╭──

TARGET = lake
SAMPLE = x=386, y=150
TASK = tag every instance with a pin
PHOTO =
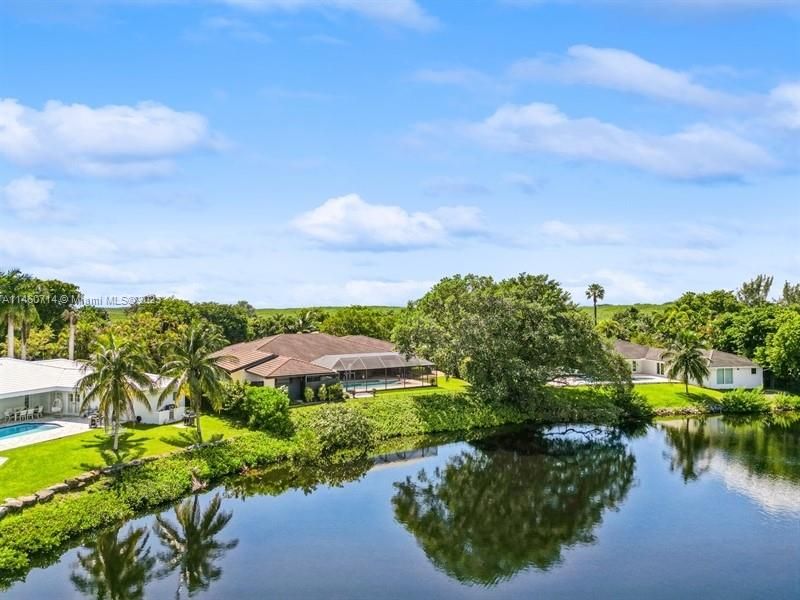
x=683, y=508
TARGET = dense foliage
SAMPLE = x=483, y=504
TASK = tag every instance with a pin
x=507, y=338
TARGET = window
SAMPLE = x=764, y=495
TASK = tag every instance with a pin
x=724, y=376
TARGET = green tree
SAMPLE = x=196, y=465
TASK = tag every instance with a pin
x=13, y=287
x=686, y=361
x=509, y=339
x=116, y=377
x=192, y=365
x=115, y=568
x=595, y=292
x=782, y=349
x=191, y=544
x=755, y=291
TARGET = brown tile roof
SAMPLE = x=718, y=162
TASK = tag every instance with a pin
x=309, y=346
x=284, y=366
x=304, y=347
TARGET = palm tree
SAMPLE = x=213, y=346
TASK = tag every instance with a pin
x=116, y=377
x=594, y=293
x=686, y=361
x=117, y=569
x=193, y=366
x=12, y=284
x=191, y=544
x=70, y=315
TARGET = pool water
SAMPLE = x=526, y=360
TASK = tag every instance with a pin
x=8, y=431
x=370, y=382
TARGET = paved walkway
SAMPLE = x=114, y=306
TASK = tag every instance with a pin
x=66, y=427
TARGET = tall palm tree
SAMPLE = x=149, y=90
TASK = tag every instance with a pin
x=595, y=292
x=191, y=544
x=686, y=361
x=193, y=366
x=12, y=284
x=70, y=315
x=113, y=568
x=116, y=376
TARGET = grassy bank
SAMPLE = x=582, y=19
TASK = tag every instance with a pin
x=43, y=529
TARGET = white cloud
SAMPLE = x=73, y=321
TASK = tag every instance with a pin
x=106, y=141
x=400, y=12
x=583, y=233
x=351, y=223
x=784, y=102
x=29, y=197
x=623, y=71
x=699, y=152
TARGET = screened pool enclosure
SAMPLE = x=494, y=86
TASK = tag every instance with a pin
x=366, y=372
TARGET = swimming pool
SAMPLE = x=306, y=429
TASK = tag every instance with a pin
x=8, y=431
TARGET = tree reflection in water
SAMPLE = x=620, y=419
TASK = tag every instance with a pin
x=114, y=568
x=513, y=502
x=191, y=544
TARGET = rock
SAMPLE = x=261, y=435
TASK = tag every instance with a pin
x=45, y=495
x=28, y=500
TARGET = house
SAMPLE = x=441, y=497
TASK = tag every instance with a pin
x=300, y=360
x=51, y=384
x=726, y=371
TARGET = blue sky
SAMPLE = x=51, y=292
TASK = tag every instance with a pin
x=296, y=152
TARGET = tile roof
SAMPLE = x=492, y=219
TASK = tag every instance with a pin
x=284, y=366
x=716, y=358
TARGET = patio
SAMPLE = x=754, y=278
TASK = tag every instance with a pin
x=65, y=427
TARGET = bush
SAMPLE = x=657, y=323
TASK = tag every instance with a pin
x=743, y=401
x=339, y=428
x=784, y=402
x=234, y=396
x=267, y=409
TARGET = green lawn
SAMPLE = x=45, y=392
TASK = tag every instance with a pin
x=673, y=395
x=31, y=468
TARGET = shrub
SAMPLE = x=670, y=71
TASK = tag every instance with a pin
x=267, y=409
x=342, y=428
x=233, y=398
x=784, y=402
x=308, y=394
x=743, y=401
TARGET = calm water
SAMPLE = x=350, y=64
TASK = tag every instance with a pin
x=688, y=508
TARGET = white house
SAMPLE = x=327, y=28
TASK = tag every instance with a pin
x=50, y=384
x=726, y=371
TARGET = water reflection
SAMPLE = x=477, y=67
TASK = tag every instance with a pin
x=512, y=502
x=115, y=568
x=756, y=457
x=191, y=545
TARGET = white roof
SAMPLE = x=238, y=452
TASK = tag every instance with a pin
x=20, y=377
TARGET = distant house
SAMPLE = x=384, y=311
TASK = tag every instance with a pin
x=51, y=385
x=726, y=370
x=299, y=360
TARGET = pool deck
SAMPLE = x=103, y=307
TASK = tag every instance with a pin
x=66, y=427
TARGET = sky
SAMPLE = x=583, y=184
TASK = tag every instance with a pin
x=330, y=152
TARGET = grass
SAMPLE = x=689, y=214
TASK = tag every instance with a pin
x=673, y=396
x=32, y=468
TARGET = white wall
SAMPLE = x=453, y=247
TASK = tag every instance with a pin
x=742, y=378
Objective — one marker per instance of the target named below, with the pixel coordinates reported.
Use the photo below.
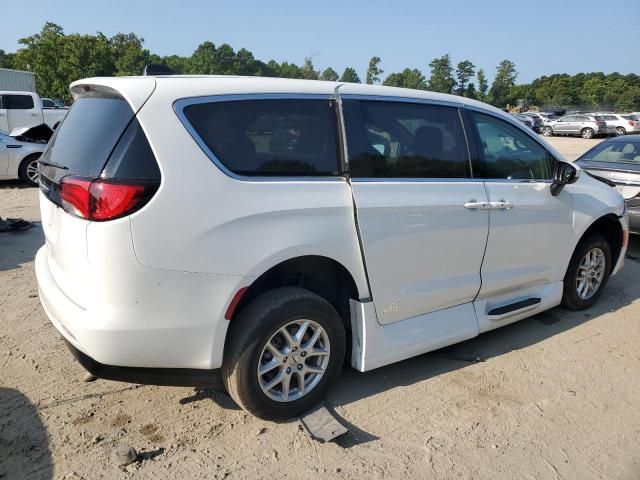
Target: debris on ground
(322, 425)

╰──

__Your task__
The expected output is the material above, repeated exactly and free of pictures.

__Finished task__
TARGET = lake
SAMPLE = x=386, y=150
TASK = tag every instance with a pin
PHOTO =
x=683, y=508
TARGET = dense foliage
SAMPLE = x=483, y=504
TASK = tag every instance with a pin
x=507, y=338
TARGET = window
SAMPLE = x=764, y=495
TASK = tag every instance with a pin
x=724, y=376
TARGET = green tree
SAMPLE = x=196, y=465
TASK = tag every instance with a pin
x=13, y=287
x=686, y=361
x=509, y=339
x=116, y=377
x=192, y=365
x=115, y=568
x=595, y=292
x=782, y=349
x=191, y=544
x=755, y=291
TARGET = brown tile roof
SAMPLE = x=718, y=162
TASK = tag every instance with a pin
x=309, y=346
x=284, y=366
x=304, y=347
TARGET = palm tree
SAMPLE = x=213, y=346
TASK = tag every instance with a pin
x=116, y=377
x=594, y=293
x=686, y=361
x=117, y=569
x=193, y=366
x=12, y=284
x=191, y=544
x=70, y=315
TARGET = pool water
SAMPLE = x=526, y=360
TASK = tag every instance with a pin
x=8, y=431
x=370, y=382
TARGET = paved walkway
SAMPLE = x=114, y=306
TASK = tag every instance with a pin
x=66, y=427
TARGET = tall palm tree
SAMPLE = x=149, y=90
TASK = tag every instance with a pin
x=595, y=292
x=191, y=544
x=686, y=361
x=193, y=366
x=12, y=284
x=70, y=315
x=113, y=568
x=116, y=376
TARGET = grassy bank
SAMPLE = x=582, y=19
TASK = tag every instance with a pin
x=43, y=529
TARGET = white cloud
SAMPLE = x=73, y=321
TASK = tag every instance with a pin
x=106, y=141
x=400, y=12
x=583, y=233
x=351, y=223
x=784, y=102
x=29, y=197
x=623, y=71
x=699, y=152
TARGET = screened pool enclosure
SAMPLE = x=494, y=86
TASK = tag every instance with a pin
x=366, y=372
TARGET = swimming pool
SAMPLE = x=306, y=429
TASK = tag every instance with a pin
x=8, y=431
TARGET = tree reflection in water
SAMPLE = x=620, y=419
TASK = tag every instance with a pin
x=114, y=568
x=513, y=502
x=191, y=544
TARGET = rock
SAMPLE = x=261, y=435
TASK = tag every instance with a pin
x=45, y=495
x=28, y=500
TARGET = house
SAMPLE = x=441, y=497
TASK = tag every instance with a pin
x=300, y=360
x=51, y=384
x=726, y=371
TARGET = blue sky
SAMPLE = x=51, y=292
TASK = tag every instance with a pin
x=296, y=152
TARGET = tile roof
SAMPLE = x=492, y=219
TASK = tag every instance with a pin
x=284, y=366
x=716, y=358
TARGET = patio
SAMPLE = x=754, y=278
TASK = tag every instance with a pin
x=65, y=427
TARGET = bush
SAMPLE = x=657, y=323
TASK = tag every instance with a pin
x=743, y=401
x=339, y=428
x=784, y=402
x=234, y=396
x=267, y=409
TARGET = green lawn
SAMPLE = x=45, y=392
TASK = tag every instance with a pin
x=673, y=395
x=31, y=468
TARGET = shrub
SAMPLE = x=670, y=71
TASK = tag every instance with a pin
x=267, y=409
x=342, y=428
x=233, y=398
x=784, y=402
x=308, y=394
x=743, y=401
TARGET = calm water
SAMPLE = x=350, y=64
TASK = tag every instance with a pin
x=688, y=508
TARGET = white house
SAMPLE = x=327, y=28
TASK = tag every instance with a pin
x=50, y=384
x=726, y=371
TARGET = water reflection
SAMPLE = x=477, y=67
TASK = tag every instance with a pin
x=512, y=502
x=115, y=568
x=756, y=457
x=191, y=545
TARGET = white roof
SAMPLE = x=238, y=452
TASK = tag every instance with a pin
x=20, y=377
TARGET = distant house
SAMPLE = x=384, y=311
TASK = tag every instance with a pin
x=51, y=385
x=726, y=370
x=299, y=360
TARGET = pool deck
SAMPLE = x=103, y=307
TASK = tag every instance with a pin
x=66, y=427
TARGET = sky
SAMPLE = x=583, y=184
TASK = tag every instance with a pin
x=330, y=152
TARGET = grass
SAMPLE = x=689, y=214
TASK = tag every instance with a pin
x=673, y=396
x=32, y=468
TARGET = white wall
SAMPLE = x=453, y=247
TASK = tag every instance with a pin
x=742, y=378
Objective — one marker per instance of the target named below, with the pixel coordinates reported.
Use the photo below.
Target: debris on ground
(322, 425)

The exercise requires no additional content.